**What to do**:
1. For each of the statements (a), (b) and (c) below, state whether it agrees with the text on the World Day for Consecrated Life, giving yes or no and quoting the deciding words of that text exactly.
(a) Saint John Paul II instituted the celebration in 1997.
(b) The World Day for Consecrated Life is held on the Feast of the Annunciation.
(c) Simeon calls Jesus "a light for revelation to the Gentiles."
2. Summarize the text on the World Day for Consecrated Life in two sentences.
3. According to the text on the World Day for Consecrated Life, which three features of Jesus are named in the quotation from VC 1?

**Text block**:

· · · ·

World Day for Consecrated Life

Today we celebrate the XXIV World Day of Religious Life. This celebration was instituted by Saint John Paul II in the year 1997. We call to mind a few excerpts from his message on the first World Day of Religious Life, when he explains this celebration and the reason for having this celebration:

On the Feast of the Presentation of the Lord in the Temple

The World Day for Consecrated Life will be celebrated on the feast which commemorates the presentation which Mary and Joseph made of Jesus in the temple “to present him to the Lord” (Lk 2:22).

This Gospel scene reveals the mystery of Jesus, the One consecrated by the Father, come into the world to carry out his will faithfully (cf. Heb 10:5-7). Simeon points to Jesus as “a light for revelation to the Gentiles” (Lk 2:32) and by a prophetic word foretells the supreme offering of Jesus to the Father and his final victory (Lk 2:32-35).

In this way the Presentation of Jesus in the Temple is an eloquent icon of the total offering of one’s life for all those who are called to show forth in the Church and in the world, by means of the evangelical counsels “the characteristic features of Jesus — the chaste, poor and obedient one” (VC 1).

Mary is associated with the presentation of Christ.

The Virgin Mother who carries Jesus to the temple so that he can be offered to the Father expresses very well the figure of the Church who continues to offer her sons and daughters to the heavenly Father, associating them with the one oblation of Christ, cause and model of all consecration in the Church.

· · · ·

**Dataset content**:
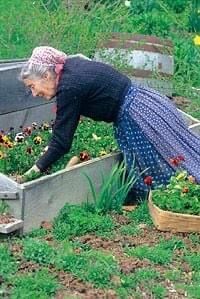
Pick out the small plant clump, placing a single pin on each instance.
(181, 195)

· · · ·

**Worked answers**:
1.
(a) Yes: "This celebration was instituted by Saint John Paul II in the year 1997."
(b) No: "The World Day for Consecrated Life will be celebrated on the feast which commemorates the presentation which Mary and Joseph made of Jesus in the temple"
(c) Yes: "Simeon points to Jesus as “a light for revelation to the Gentiles” (Lk 2:32)"

2. Saint John Paul II instituted the World Day for Consecrated Life in 1997, to be celebrated on the feast commemorating the presentation of Jesus in the temple by Mary and Joseph. This scene is an icon of the total offering of one's life through the evangelical counsels, and Mary, carrying Jesus to be offered to the Father, expresses the Church, which offers her sons and daughters to the heavenly Father in the one oblation of Christ.

3. Chaste, poor and obedient.